## [READING TEXT]
Content starts
Stock Markets March 10, 2026

Hims & Hers Shares Jump After Novo Nordisk Partnership, Multiple Analyst Upgrades

Deal to distribute GLP-1 therapies and dismissal of lawsuit spurs major analyst price-target revisions and a sharp stock rebound

By Hana Yamamoto HIMS NVO
Hims & Hers Shares Jump After Novo Nordisk Partnership, Multiple Analyst Upgrades
HIMS NVO

Hims & Hers stock rallied further on Tuesday after a strategic collaboration with Novo Nordisk enabled the company to sell commercially available Ozempic and Wegovy products, including an upcoming pill form, and prompted several analyst upgrades. Novo Nordisk also withdrew its lawsuit against Hims & Hers, decreasing legal uncertainty. Brokerages raised price targets and shifted ratings based on the partnership's impact on GLP-1 revenue and constraints on the company's compounding business.
Content ends
## [TASK ITEM A]
List every company name and every drug brand name that appears in the article about Hims & Hers shares. Do not include ticker symbols.
## [TASK ITEM B]
Write the next paragraph of the Hims & Hers stock article, starting right after its last sentence.

## [DATASET RECORDS]
Content starts
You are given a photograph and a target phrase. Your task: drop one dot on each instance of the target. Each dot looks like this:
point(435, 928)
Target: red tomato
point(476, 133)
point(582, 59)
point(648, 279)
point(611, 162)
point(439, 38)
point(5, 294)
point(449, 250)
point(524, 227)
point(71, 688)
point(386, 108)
Content ends
## [WRITTEN RESPONSE A]
Hims & Hers, Novo Nordisk, Ozempic, Wegovy

## [WRITTEN RESPONSE B]
Key Points

  • Hims & Hers stock rose 10% on Tuesday, following a 49% advance on Monday after announcing a collaboration with Novo Nordisk to sell commercially available Ozempic and Wegovy, including a pill form.
  • Multiple brokerages upgraded Hims & Hers: BofA raised its rating to Neutral with a $23.00 target (from $12.50) and applied a 23x CY26E EV/EBITDA multiple incorporating GLP-1 revenue; Citi moved to Neutral with a $24 target (from $13.25); Needham upgraded to Buy with a $30.00 target.
  • The deal reduces legal risk as Novo Nordisk dropped its lawsuit, and it shifts Hims & Hers' revenue mix by replacing some compounded GLP-1 sales with branded product sales, albeit with restrictions on the compounding business.

Hims & Hers (NYSE:HIMS) extended its recent rally, climbing 10% on Tuesday after a run-up of 49% on Monday, following a newly announced collaboration with Novo Nordisk (NYSE:NVO) and a wave of analyst upgrades.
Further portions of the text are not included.